* [What the task requires] Rewrite the records with every "building wall" changed to "exterior wall", leaving everything else the same.

* [Data entries]
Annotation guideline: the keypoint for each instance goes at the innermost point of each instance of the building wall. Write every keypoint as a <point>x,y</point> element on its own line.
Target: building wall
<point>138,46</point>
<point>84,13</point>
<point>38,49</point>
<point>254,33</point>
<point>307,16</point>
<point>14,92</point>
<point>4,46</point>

* [Exercise output]
Annotation guideline: the keypoint for each instance goes at the innermost point of each instance of the exterior wall. Write every keypoint as a <point>x,y</point> element on its own line.
Target: exterior wall
<point>138,46</point>
<point>84,13</point>
<point>38,49</point>
<point>254,33</point>
<point>307,16</point>
<point>14,92</point>
<point>4,46</point>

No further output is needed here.